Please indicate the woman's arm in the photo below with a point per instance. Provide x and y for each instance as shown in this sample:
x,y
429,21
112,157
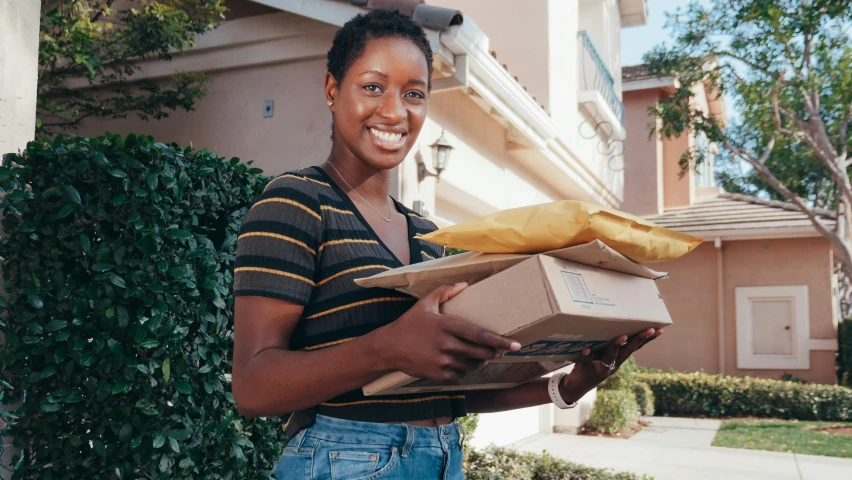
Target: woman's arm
x,y
588,372
269,379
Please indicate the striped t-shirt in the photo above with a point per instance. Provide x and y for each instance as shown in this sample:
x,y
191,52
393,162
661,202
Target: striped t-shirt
x,y
304,241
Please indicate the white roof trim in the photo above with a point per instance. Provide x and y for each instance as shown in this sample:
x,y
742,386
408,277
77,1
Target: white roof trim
x,y
490,80
755,234
646,84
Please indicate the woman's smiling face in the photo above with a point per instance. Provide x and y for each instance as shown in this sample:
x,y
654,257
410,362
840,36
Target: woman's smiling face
x,y
380,104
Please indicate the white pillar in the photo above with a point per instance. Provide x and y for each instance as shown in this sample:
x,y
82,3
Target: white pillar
x,y
19,24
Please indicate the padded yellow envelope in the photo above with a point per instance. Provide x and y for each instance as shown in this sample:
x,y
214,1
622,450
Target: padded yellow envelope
x,y
551,226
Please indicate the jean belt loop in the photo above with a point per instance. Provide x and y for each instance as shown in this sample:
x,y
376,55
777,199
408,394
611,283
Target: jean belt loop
x,y
409,440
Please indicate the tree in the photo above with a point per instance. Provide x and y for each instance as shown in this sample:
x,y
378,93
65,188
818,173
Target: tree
x,y
787,65
91,44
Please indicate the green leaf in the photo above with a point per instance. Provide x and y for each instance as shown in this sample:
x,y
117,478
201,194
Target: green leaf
x,y
177,273
55,325
123,316
117,280
183,387
85,243
167,370
35,328
73,194
181,435
179,234
98,447
47,372
117,172
35,301
125,433
51,407
73,397
65,211
120,385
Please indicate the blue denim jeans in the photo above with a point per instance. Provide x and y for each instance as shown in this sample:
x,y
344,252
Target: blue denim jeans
x,y
343,449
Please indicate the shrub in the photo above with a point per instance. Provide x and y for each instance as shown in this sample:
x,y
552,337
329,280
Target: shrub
x,y
844,353
615,411
715,396
118,262
502,463
644,398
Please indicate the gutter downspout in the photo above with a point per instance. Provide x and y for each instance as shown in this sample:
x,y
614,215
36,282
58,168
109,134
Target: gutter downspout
x,y
720,300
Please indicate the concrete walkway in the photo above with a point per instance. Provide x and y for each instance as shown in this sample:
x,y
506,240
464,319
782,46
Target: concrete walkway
x,y
678,449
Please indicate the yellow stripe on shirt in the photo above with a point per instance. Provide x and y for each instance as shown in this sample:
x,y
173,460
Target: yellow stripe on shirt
x,y
289,202
344,241
412,400
328,344
279,237
358,304
304,179
274,272
352,270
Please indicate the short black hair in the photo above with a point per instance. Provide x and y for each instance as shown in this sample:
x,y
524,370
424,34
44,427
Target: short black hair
x,y
351,39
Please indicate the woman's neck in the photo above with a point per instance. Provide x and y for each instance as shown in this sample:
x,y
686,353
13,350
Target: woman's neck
x,y
371,183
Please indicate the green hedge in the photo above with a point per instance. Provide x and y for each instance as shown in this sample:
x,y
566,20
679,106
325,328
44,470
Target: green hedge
x,y
717,396
118,263
502,463
644,397
844,353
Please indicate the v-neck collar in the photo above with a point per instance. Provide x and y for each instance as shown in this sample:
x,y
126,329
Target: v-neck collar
x,y
414,253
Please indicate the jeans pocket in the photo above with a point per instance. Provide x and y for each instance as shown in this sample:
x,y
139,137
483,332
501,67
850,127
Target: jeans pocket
x,y
361,465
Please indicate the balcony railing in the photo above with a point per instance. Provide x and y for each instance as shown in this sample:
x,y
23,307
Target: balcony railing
x,y
595,75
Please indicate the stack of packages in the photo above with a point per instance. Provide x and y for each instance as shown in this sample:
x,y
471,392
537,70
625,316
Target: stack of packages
x,y
558,278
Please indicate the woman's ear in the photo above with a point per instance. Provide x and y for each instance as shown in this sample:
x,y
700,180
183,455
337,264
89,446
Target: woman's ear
x,y
330,90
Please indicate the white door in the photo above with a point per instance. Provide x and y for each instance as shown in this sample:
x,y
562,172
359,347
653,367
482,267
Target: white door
x,y
773,328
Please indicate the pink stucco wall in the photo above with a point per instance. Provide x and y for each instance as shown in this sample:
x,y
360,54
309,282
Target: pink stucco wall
x,y
690,293
643,156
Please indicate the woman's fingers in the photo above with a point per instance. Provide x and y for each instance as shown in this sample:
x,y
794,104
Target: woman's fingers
x,y
634,344
611,354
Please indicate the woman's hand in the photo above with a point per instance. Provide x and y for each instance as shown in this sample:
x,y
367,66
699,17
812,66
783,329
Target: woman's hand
x,y
591,370
424,343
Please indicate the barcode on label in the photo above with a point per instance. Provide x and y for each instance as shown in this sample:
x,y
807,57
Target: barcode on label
x,y
577,287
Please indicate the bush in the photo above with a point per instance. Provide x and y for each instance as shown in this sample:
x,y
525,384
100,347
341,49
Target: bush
x,y
715,396
844,353
118,262
644,398
615,411
503,463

## Exercise prompt
Reproduce the listing exactly, minus its pictures.

## Output of the task
Please indicate the woman's arm in the photo below with a point per instance. Provide x and y for each instance as shown in this sample:
x,y
429,21
112,157
Target: woman's arm
x,y
588,372
269,379
Please indicate the striped t-shirt in the photo above with a point per instance. Provide x and y for each instance as shown in this sample:
x,y
191,52
393,162
661,202
Target: striped t-shirt
x,y
304,241
Please indicate the white roof trim in the photo above with a point per instance. Provide x and y for each instance as shown in this sample:
x,y
742,386
408,277
77,1
Target: white roof trim
x,y
490,80
755,234
646,84
Please indicate the woman's smiling face in the photo above with a point per instance. Provide x and y for each instance as shown in this sample:
x,y
654,257
410,362
840,36
Target: woman's smiling face
x,y
380,104
Please indicate the white pillar in the photo above with a point per instance. Provide x and y for each instance as shown in this sample:
x,y
82,3
Target: white pillar
x,y
19,24
Please indicate the padded yellow envelope in the photo above with a point per instance. Provide x and y for each instance as shown in this sample:
x,y
214,1
622,450
Target: padded yellow envelope
x,y
551,226
Please indicate the jean belt loop in the photo above with a point per instance. Provide x and y for each instance as shown in this sample:
x,y
376,55
777,199
408,394
611,283
Target: jean belt loop
x,y
409,440
Please indicate the tree in the photo above with a point per instance. Provide x and y for each instance as shown in this sample:
x,y
378,93
65,188
818,173
Target: tree
x,y
787,65
91,44
Please indicate the green leaf in the photo above with a point per instance. Provide x and y for each instance as shown in this sample:
x,y
117,478
201,194
Target: green leaf
x,y
177,273
55,325
123,316
117,280
183,387
85,243
167,370
35,328
73,194
181,435
179,234
98,447
47,372
117,172
35,301
125,433
51,407
73,397
65,211
120,385
Please indicate the blue denim jeans in the photo above with a point per instance. Provide x and y for each instance as shown in this sample:
x,y
344,252
Target: blue denim jeans
x,y
343,449
Please indicate the shrub in the photo above with a point per instance. Provide x and y for each instance as shown in this sample:
x,y
552,337
329,280
Target: shrub
x,y
844,353
615,411
715,396
118,262
502,463
644,398
Please indicate the gutter downspout in the photo above with a point per instance. Provide x and y for each instance as shown in this sample:
x,y
614,215
36,282
58,168
109,134
Target: gutter downspout
x,y
720,300
Please indicate the concrete walkway in the photo above with a point per instance. Provide x and y for each instance as shown in this sample:
x,y
506,240
464,319
782,46
Target: concrete walkway
x,y
678,449
Please indicate the yellow stripe on shirt in the photo above with a point per instance. Provide x and y for each instance as shown in this sample:
x,y
173,460
Target: yellow stripe on shirt
x,y
289,202
344,241
412,400
328,344
279,237
358,304
304,179
274,272
352,270
Please indicate the short black hair in the photo above with a point per instance. Provide x and y for each instance as shown in this sample:
x,y
524,370
424,34
44,427
Target: short black hair
x,y
351,39
Please indicate the woman's neck in the photo above with a point per instance. Provide x and y for each instance as shown in this sample:
x,y
686,353
13,350
Target: woman's neck
x,y
371,183
Please indicate the green hedge in the photo above with a point per instance. Provide x and y for each instance as shown in this sample:
x,y
566,20
679,106
325,328
44,470
Target: green hedge
x,y
717,396
118,263
502,463
644,397
844,353
Please indicate the v-neck collar in the photo above with a point per instance. Provide x and y for each instance as shown in this sample:
x,y
126,329
Target: v-neck collar
x,y
414,253
Please indicate the jeans pocket in the photo above with a point per instance. Provide x and y for each instance as shown in this sample:
x,y
139,137
483,332
501,67
850,127
Target: jeans pocket
x,y
361,465
Please indicate the balcony railing in the photo above with a point per instance. Provide x and y for each instance as shown in this sample:
x,y
23,307
Target: balcony railing
x,y
595,75
Please indicate the stack of packages in the photo above with a point per instance. Provide x and y for each instance as shown in this sample:
x,y
471,392
537,70
625,316
Target: stack of packages
x,y
558,278
Please indicate the woman's ear in the photo above with a point per instance. Provide x and y for each instance as shown in this sample:
x,y
700,180
183,455
337,264
89,446
Target: woman's ear
x,y
330,90
Please indicate the white door in the photo above with a point per instance. Provide x and y for each instance as shown in this sample:
x,y
562,172
359,347
653,367
482,267
Target: white door
x,y
773,328
Please indicate the pink stucco wall in the photo above with a point per instance. Provide x and y for each instance as shown in this sample:
x,y
360,54
309,282
Target: pink stucco wall
x,y
690,293
643,156
Please indicate the woman's fingers in the photo above with a point per instance. Provide x and y for each instance as shown in this sample:
x,y
794,104
Target: woman's fingers
x,y
634,344
611,354
Please indicate the woman's hand in the photo above with a point per instance. Provide x and y for each instance as shown in this sample:
x,y
367,66
699,17
812,66
783,329
Target: woman's hand
x,y
591,370
424,343
Please indicate the barcode on label in the photo above with a point per instance. Provide x and y for each instance as shown in this sample:
x,y
807,57
Target: barcode on label
x,y
577,287
Please indicate the bush in the photo above with a point per instance. Provide x and y for each instance as shown in this sample:
x,y
525,384
100,347
341,49
Target: bush
x,y
715,396
844,353
118,262
644,398
615,411
503,463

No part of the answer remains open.